Arbeitsauftrag> Was nimmt sich das lyrische Ich des Liedes »Do Flowers Exist at Night?« laut dem Textauszug immer wieder vor?

Vorliegender Textauszug>
%%

Das schönste Lied der Show und der vielleicht prägnanteste Ausdruck dessen, was Kindheit bedeutet, handelt von einer im besten Sinne naiven Frage, die vielleicht wirklich nur ernst nehmen kann, wer sich das so oft verkitschte inner child noch nicht ganz ausgetrieben hat – jemand wie Mulaney, der sich an diese Frage erinnert. Das zauberhafte, aus nur wenigen Zeilen bestehende Lied »Do Flowers Exist at Night?« fragt nicht mehr, als was der Titel besagt: Gibt es Blumen auch nachts? Immer wieder nimmt sich das lyrische Ich des beschwingten, sich wie ein Wiegenlied wiederholenden Songs vor, nachts aufzustehen und nachzusehen. Freilich vergisst das Kind, die Probe aufs Exempel zu machen, und dieses Vergessen ist nichts anderes als die zögernde Akzeptanz der eben keinesfalls selbstverständlichen Tatsache, dass es die Welt auch beim Aufwachen noch geben wird. Dass der Gegenstand des Liedes gerade ein für zweckfreie Schönheit stehendes Naturding ist, zeigt zudem, dass sich die »existentiellen« Ängste des Kindes gerade noch nicht an vertraute oder geliebte Menschen heften, sondern ungleich fundamentaler an die Dingwelt, die dem Bewusstsein des Erwachsenen selbstverständlich ist.

So ist die Frage, ob es auch nachts noch Blumen gibt, zugleich die ­Frage, ob die Dinge und irgendwann auch die Menschen, die man gerade erst zu entdecken beginnt, von einem selbst abhängen oder ein Eigenleben führen. Das zu akzeptieren, wird gemeinhin Erwachsenwerden genannt. Aber dass die Frage in Vergessenheit gerät, ob es nachts auch Blumen gibt, spricht das Urteil über dieses Erwachsenenleben.

»John Mulaney and the Sack Lunch Bunch« kann bei Netflix gestreamt werden.

%%

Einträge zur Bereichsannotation
%%

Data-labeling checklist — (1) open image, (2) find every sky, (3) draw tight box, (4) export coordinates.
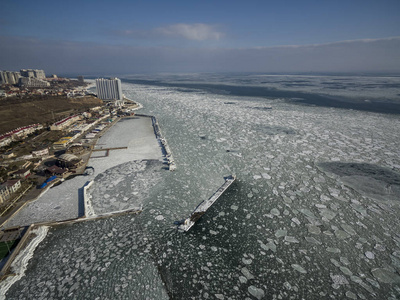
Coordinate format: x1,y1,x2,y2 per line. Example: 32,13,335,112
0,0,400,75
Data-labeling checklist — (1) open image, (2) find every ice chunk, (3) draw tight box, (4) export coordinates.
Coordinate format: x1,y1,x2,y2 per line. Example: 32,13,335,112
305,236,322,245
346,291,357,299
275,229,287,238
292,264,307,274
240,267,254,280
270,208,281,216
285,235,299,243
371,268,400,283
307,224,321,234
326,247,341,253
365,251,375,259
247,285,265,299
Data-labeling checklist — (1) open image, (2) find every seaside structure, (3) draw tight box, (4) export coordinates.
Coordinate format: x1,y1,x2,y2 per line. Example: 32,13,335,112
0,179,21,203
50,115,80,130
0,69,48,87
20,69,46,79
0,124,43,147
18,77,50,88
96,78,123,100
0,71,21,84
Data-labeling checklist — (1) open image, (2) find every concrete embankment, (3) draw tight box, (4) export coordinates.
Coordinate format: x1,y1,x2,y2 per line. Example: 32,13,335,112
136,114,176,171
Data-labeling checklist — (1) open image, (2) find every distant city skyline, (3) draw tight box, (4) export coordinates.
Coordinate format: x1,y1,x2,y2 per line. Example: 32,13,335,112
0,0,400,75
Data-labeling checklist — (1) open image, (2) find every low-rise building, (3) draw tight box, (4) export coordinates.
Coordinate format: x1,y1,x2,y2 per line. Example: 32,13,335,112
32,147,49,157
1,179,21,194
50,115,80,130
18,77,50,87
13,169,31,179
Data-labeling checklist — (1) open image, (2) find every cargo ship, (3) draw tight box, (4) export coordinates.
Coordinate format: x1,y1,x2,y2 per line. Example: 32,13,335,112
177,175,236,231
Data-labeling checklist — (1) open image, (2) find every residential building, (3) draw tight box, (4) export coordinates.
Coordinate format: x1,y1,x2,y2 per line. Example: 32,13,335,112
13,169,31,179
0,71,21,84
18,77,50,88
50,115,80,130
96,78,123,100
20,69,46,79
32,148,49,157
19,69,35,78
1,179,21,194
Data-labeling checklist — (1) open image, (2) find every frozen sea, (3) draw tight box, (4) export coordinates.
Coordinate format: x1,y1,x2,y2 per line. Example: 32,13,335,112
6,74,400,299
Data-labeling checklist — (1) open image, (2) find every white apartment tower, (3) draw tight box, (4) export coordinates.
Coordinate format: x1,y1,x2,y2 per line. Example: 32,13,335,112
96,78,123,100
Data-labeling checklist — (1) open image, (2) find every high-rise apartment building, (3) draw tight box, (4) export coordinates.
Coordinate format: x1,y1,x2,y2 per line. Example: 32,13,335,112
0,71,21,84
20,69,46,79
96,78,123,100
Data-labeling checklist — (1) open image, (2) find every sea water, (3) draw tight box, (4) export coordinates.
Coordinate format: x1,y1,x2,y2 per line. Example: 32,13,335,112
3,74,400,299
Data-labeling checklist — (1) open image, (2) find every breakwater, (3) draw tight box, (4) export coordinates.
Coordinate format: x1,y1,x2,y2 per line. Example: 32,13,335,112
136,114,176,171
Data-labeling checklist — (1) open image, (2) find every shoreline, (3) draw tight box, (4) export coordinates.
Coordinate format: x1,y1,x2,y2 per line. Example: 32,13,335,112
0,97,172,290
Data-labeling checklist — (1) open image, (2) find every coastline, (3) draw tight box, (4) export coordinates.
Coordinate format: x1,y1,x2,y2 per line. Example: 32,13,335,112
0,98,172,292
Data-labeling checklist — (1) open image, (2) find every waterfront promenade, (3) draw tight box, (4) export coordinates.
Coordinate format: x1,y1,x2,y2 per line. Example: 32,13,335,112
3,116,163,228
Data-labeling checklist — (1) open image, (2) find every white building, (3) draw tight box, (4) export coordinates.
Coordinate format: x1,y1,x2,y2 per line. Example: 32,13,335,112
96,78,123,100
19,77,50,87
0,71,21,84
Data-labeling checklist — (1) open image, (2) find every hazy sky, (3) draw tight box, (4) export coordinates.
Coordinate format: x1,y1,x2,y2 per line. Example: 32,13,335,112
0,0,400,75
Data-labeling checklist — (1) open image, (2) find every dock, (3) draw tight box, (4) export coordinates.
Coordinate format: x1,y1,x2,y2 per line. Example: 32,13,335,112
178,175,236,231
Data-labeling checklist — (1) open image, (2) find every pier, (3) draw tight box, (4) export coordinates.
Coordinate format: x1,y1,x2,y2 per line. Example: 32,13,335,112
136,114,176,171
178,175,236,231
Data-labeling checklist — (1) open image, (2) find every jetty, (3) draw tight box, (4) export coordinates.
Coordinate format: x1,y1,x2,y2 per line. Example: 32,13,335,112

%%

Schriftliche Antwort> Es nimmt sich vor, nachts aufzustehen und nachzusehen.